RECORDED INFORMATION –
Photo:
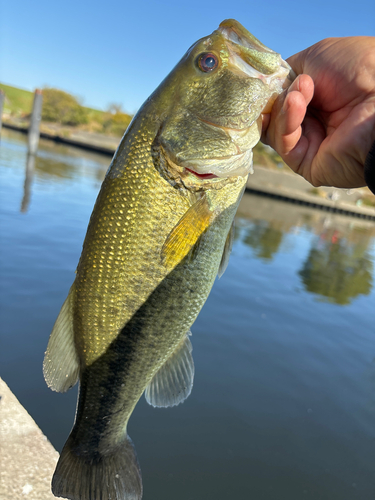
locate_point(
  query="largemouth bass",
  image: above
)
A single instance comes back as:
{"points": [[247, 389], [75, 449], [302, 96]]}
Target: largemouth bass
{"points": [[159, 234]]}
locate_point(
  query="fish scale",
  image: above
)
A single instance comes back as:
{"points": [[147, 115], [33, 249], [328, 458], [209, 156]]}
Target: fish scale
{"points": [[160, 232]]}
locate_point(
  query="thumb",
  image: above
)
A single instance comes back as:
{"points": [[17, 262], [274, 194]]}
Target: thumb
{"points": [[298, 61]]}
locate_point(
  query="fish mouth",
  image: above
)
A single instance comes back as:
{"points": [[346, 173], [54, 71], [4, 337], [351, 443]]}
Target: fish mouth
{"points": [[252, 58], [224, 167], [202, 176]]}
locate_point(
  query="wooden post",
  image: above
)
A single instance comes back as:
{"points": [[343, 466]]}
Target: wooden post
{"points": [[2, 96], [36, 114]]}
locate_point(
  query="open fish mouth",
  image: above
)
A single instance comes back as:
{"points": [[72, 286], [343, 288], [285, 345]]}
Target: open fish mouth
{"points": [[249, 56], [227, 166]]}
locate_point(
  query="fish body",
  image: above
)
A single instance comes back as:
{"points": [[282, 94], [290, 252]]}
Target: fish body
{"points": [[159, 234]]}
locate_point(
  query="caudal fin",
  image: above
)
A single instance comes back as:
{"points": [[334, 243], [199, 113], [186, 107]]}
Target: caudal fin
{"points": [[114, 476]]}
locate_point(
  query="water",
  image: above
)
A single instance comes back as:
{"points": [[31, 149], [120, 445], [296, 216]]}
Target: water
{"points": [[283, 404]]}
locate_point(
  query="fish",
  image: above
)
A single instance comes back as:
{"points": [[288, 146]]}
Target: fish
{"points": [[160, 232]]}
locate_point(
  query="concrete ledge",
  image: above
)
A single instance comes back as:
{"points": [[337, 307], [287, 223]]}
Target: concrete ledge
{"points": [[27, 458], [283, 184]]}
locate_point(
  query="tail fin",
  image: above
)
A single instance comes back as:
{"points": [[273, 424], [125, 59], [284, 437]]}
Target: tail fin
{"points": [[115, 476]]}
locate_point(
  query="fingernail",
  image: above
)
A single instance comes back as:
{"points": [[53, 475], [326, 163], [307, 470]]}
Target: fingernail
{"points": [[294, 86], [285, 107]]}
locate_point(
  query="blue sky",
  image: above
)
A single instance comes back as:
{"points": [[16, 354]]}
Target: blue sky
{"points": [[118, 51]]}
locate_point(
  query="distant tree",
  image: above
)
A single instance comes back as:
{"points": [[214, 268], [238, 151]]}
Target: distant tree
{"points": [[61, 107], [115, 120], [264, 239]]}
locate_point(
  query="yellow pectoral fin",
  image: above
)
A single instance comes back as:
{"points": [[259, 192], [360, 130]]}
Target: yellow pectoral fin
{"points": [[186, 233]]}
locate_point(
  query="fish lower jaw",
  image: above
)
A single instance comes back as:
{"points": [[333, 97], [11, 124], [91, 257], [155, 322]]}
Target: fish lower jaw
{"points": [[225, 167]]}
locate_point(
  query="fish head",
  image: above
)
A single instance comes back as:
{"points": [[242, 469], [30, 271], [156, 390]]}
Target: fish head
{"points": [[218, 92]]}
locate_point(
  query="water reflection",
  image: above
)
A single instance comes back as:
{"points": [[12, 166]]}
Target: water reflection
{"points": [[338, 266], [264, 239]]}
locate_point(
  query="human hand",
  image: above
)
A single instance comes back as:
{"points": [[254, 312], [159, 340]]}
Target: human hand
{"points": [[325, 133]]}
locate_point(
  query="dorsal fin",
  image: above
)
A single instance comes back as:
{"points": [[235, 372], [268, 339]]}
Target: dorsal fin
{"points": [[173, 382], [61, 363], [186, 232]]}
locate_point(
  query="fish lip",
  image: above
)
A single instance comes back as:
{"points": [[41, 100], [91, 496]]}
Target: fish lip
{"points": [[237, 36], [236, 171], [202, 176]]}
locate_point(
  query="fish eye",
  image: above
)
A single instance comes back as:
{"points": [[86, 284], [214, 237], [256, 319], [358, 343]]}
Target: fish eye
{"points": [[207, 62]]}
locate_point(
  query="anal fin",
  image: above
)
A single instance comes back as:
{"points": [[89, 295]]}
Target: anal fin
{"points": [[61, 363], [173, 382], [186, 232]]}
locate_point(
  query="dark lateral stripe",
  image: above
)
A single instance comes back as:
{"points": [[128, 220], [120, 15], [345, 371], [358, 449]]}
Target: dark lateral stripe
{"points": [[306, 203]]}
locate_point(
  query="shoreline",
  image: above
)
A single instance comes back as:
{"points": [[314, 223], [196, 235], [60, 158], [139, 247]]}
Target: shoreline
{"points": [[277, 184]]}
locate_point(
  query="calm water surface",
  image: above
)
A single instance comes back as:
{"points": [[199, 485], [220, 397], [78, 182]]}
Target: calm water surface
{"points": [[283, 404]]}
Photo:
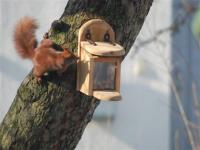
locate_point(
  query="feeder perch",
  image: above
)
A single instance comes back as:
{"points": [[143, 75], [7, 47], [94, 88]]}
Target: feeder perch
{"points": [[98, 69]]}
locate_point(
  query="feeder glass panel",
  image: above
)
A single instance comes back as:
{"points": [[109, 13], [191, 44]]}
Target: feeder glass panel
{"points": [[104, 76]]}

PROBLEM TO WORK ON – Transcribe all of the material exactly, leaving out whatever pictures it contains.

ANSWER FOR THE TASK –
Photo:
locate_point(
  query="largemouth bass",
  image: above
)
A single instance comes back as:
{"points": [[247, 389], [75, 449], [302, 96]]}
Target: largemouth bass
{"points": [[159, 234]]}
locate_point(
  query="fish scale",
  image: above
)
A single instance comes back as:
{"points": [[147, 115], [33, 249], [328, 458], [209, 156]]}
Target: fish scale
{"points": [[160, 232]]}
locate_point(
  query="thumb",
  image: above
)
A single instance comes back as:
{"points": [[17, 262], [274, 194]]}
Target: thumb
{"points": [[298, 61]]}
locate_point(
  query="fish mouth",
  image: above
)
A single instance comes back as:
{"points": [[346, 173], [54, 71], [4, 337], [351, 443]]}
Target: fish mouth
{"points": [[252, 58], [224, 167], [202, 176]]}
locate_point(
  query="wooden post",
  image: above
)
A single instance comes back as:
{"points": [[343, 466]]}
Target: wooden post
{"points": [[2, 96], [36, 114]]}
locate_point(
  query="open fish mouth",
  image: above
)
A single instance comes back as:
{"points": [[72, 286], [343, 288], [285, 345]]}
Target: open fish mouth
{"points": [[249, 56], [227, 166]]}
locate_point(
  query="fish body",
  image: above
)
A single instance comes back as:
{"points": [[282, 94], [290, 252]]}
Target: fish body
{"points": [[159, 234]]}
locate_point(
  query="caudal fin",
  image: above
)
A single instance comes back as:
{"points": [[334, 243], [199, 113], [186, 107]]}
Target: caudal fin
{"points": [[114, 476]]}
locate_point(
  query="water",
  image: above
)
A single instance comes back as:
{"points": [[31, 149], [120, 445], [296, 216]]}
Target: water
{"points": [[283, 404]]}
locate_point(
  query="fish",
  image: above
)
A single instance comes back as:
{"points": [[288, 146]]}
Target: fish
{"points": [[160, 232]]}
locate_point(
  query="concrete ledge",
  image: above
)
A single instance comes back as:
{"points": [[337, 307], [287, 223]]}
Target: concrete ledge
{"points": [[27, 458], [283, 184]]}
locate_point(
  query="tail fin",
  image: above
)
A single instance comes back as:
{"points": [[273, 424], [125, 59], [284, 437]]}
Target: tail fin
{"points": [[115, 476]]}
locate_point(
  query="fingernail",
  image: above
)
A single instance comes back as:
{"points": [[53, 475], [326, 163], [307, 470]]}
Target: fingernail
{"points": [[294, 86], [285, 107]]}
locate_point(
  query="blue sky",
  image: above
)
A single instance comes back as:
{"points": [[16, 354]]}
Target: blue sky
{"points": [[118, 51]]}
locate_point(
  query="distant tree",
  image: above
)
A single instance comes back as:
{"points": [[214, 268], [238, 151]]}
Target: distant tree
{"points": [[61, 107], [115, 120], [264, 239]]}
locate_point(
  query="yellow pectoral fin",
  image: above
)
A single instance comes back as:
{"points": [[259, 192], [360, 130]]}
Target: yellow pectoral fin
{"points": [[186, 233]]}
locate_point(
  query="fish lower jaw",
  image: above
)
A single instance comes back as:
{"points": [[333, 97], [11, 124], [91, 257], [155, 322]]}
Target: fish lower jaw
{"points": [[225, 167]]}
locate_point(
  query="fish head",
  image: above
)
A single instance comes back as:
{"points": [[242, 469], [30, 271], [156, 390]]}
Target: fish head
{"points": [[218, 92]]}
locate_point(
  query="water reflection",
  image: above
)
A single instance comes back as:
{"points": [[12, 166]]}
Target: water reflection
{"points": [[338, 266], [264, 239]]}
locate_point(
  query="human hand",
  image: above
)
A single instance comes back as:
{"points": [[254, 312], [159, 340]]}
Target: human hand
{"points": [[325, 133]]}
locate_point(
  query="dorsal fin",
  image: above
)
A single instance comes back as:
{"points": [[235, 372], [268, 339]]}
Target: dorsal fin
{"points": [[173, 382], [61, 363], [186, 232]]}
locate_point(
  query="fish lip",
  image: above
)
A single instance comes back as:
{"points": [[41, 100], [91, 496]]}
Target: fish lip
{"points": [[237, 36], [236, 171], [202, 176]]}
locate_point(
  query="fish eye",
  image: above
)
A single instance comes back as:
{"points": [[86, 284], [214, 237], [256, 319], [358, 343]]}
Target: fish eye
{"points": [[207, 62]]}
locate_point(
  query="anal fin",
  image: above
)
A single instance comes back as:
{"points": [[89, 295]]}
Target: anal fin
{"points": [[61, 363], [173, 382], [186, 232]]}
locate_point(
  query="dark lateral stripe",
  image: above
)
A single instance comes back as:
{"points": [[128, 220], [120, 15], [345, 371], [358, 449]]}
Target: dark lateral stripe
{"points": [[306, 203]]}
locate_point(
  query="shoreline",
  image: above
)
A single instance comes back as:
{"points": [[314, 223], [196, 235], [60, 158], [139, 247]]}
Target: shoreline
{"points": [[277, 184]]}
locate_point(
  query="calm water surface",
  image: above
)
A single instance comes back as:
{"points": [[199, 485], [220, 397], [78, 182]]}
Target: calm water surface
{"points": [[283, 404]]}
Photo:
locate_point(
  query="feeder perch",
  image: above
)
A single instance comes back as:
{"points": [[143, 75], [7, 47], [94, 88]]}
Target: feeder perch
{"points": [[98, 69]]}
locate_point(
  query="feeder glass panel",
  image: above
)
A single instance comes back as:
{"points": [[109, 13], [191, 44]]}
Target: feeder glass panel
{"points": [[104, 76]]}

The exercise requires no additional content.